━━━━━ Passage ━━━━━
Anti-Syrian politicians in Lebanon have accused Damascus of being behind a powerful car bomb that killed the intelligence chief of the Internal Security Forces, Brig-Gen Wissam al-Hassan. Although the Syrian government also condemned the blast, those comments have failed to convince many in Lebanon, as the BBC's Wyre Davies, in Beirut, explains.

The Lebanese in general, and the citizens of central Beirut in particular, have an almost legendary ability to bounce back, to recover from tragedy and turmoil.

This city that was engulfed for most of the 1980s by civil war, then latterly by a series of bombings and assassinations, had been relatively quiet over the last four years.

That calm has now been shattered in a devastating, direct manner and most people are pointing their accusatory fingers in one direction - directly east at the government of Syrian President Bashar al-Assad.

For the record, the government in Damascus and its allies here in Lebanon - including the Shia organisation, Hezbollah - have condemned the bombing.

However, few people are inclined to believe the denials of a government that has long meddled, interfered and at times dominated its much smaller neighbour.

Proxy war?

The overwhelming response on the streets of Beirut is of shock and anger. People here have absolutely no desire to return to inter-factional violence, although sectarian divisions are always close to the surface. Is Lebanon's intricate, but hitherto intact, jigsaw about to be smashed into pieces because of what is going on in Syria?
━━━━━ Recorded data ━━━━━
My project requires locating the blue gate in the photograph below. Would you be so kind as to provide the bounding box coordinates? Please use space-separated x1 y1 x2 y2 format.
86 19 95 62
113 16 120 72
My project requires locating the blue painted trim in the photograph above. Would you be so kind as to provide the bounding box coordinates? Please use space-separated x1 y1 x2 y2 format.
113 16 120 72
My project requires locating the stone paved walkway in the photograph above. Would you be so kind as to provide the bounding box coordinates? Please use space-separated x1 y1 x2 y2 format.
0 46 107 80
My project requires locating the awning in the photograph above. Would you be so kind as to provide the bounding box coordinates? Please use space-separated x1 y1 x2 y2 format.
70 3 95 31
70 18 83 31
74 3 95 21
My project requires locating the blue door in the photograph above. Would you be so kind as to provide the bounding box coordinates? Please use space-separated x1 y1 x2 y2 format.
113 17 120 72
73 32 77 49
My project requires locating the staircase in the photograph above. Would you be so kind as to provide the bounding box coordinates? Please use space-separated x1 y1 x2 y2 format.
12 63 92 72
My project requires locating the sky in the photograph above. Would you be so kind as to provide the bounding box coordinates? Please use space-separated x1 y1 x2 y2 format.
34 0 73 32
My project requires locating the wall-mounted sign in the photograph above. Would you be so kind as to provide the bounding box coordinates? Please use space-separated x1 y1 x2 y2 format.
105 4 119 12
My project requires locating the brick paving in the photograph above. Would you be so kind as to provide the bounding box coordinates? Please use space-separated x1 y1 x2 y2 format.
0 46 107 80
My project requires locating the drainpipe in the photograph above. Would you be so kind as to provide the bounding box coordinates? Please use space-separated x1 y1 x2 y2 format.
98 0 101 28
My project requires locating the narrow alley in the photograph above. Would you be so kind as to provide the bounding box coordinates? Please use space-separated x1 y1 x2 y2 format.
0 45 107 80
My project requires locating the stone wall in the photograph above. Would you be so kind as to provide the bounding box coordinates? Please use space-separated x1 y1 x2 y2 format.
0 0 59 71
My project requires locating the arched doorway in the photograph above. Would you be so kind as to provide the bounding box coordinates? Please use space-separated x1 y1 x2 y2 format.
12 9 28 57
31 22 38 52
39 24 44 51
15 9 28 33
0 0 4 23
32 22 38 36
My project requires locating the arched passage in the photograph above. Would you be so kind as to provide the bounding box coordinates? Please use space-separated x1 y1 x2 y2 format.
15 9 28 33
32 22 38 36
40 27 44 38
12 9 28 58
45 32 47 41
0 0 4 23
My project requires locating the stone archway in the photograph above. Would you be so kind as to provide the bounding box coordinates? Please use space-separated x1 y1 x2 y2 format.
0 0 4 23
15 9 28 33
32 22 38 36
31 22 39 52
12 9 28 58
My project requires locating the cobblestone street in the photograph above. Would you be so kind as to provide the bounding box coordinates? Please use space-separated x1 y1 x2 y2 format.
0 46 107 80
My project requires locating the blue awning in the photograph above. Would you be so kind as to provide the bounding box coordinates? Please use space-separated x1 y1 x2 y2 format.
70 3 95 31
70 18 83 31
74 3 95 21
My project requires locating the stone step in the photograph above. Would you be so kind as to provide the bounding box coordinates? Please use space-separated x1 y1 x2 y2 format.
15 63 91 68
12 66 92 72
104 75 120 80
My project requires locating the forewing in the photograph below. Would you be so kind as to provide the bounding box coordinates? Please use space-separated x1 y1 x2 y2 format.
━━━━━
━━━━━ Recorded data ━━━━━
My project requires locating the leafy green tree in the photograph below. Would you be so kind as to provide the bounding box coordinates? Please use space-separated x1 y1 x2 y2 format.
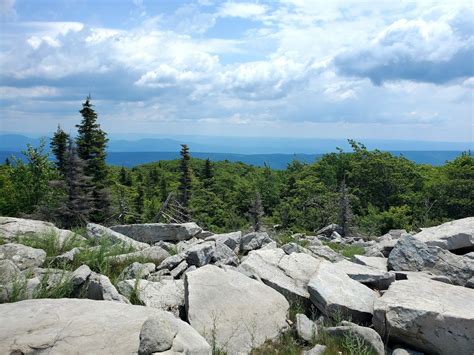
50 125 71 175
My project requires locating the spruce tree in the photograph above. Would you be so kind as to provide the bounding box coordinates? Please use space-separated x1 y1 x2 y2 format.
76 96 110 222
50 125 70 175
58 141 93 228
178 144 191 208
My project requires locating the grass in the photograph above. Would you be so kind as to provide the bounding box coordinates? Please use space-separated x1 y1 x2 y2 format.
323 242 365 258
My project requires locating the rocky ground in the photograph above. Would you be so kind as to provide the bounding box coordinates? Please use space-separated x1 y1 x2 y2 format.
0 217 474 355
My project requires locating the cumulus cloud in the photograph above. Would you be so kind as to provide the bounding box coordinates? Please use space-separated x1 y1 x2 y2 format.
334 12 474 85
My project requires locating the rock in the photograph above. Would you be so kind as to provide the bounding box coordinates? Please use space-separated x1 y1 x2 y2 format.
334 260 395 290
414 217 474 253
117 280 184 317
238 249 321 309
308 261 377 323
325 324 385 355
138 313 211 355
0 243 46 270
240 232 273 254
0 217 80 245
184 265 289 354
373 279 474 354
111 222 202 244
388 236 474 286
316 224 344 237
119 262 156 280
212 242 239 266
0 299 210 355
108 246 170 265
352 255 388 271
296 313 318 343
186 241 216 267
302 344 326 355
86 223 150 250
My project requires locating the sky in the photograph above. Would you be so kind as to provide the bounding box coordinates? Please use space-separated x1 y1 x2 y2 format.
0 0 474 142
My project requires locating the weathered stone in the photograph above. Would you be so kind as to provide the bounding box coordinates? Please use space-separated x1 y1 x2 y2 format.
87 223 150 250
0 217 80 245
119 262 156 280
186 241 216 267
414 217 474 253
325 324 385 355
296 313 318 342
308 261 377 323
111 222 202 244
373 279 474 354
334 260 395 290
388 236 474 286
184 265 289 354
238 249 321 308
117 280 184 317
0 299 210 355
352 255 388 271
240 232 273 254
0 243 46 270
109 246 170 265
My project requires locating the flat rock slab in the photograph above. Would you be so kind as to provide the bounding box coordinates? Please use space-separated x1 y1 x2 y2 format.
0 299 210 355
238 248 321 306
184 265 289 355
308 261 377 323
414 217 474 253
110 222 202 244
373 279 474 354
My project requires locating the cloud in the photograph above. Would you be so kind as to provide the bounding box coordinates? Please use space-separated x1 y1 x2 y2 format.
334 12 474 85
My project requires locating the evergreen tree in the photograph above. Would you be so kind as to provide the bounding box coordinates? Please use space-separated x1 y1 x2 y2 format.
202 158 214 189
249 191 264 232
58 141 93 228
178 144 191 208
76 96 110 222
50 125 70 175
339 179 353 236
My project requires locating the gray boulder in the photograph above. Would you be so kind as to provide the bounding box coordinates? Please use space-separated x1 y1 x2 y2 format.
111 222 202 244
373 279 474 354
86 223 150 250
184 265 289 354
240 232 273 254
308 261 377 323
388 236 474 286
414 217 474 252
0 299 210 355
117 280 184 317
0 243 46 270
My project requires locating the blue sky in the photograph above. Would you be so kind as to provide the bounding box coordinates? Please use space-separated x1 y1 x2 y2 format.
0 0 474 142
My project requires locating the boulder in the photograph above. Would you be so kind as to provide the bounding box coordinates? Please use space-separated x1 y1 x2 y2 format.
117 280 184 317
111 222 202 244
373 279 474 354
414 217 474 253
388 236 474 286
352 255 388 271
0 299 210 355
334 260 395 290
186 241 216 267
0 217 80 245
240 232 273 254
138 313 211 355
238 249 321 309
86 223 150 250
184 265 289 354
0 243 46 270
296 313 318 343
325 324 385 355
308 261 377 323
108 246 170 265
━━━━━
Required tasks:
1. In the Beirut bombing report, how long had the city been relatively quiet before the blast?
2. Copy the Beirut bombing report word for word from "That calm has" to "condemned the bombing.".

Responses per task:
1. About four years.

2.
That calm has now been shattered in a devastating, direct manner and most people are pointing their accusatory fingers in one direction - directly east at the government of Syrian President Bashar al-Assad.

For the record, the government in Damascus and its allies here in Lebanon - including the Shia organisation, Hezbollah - have condemned the bombing.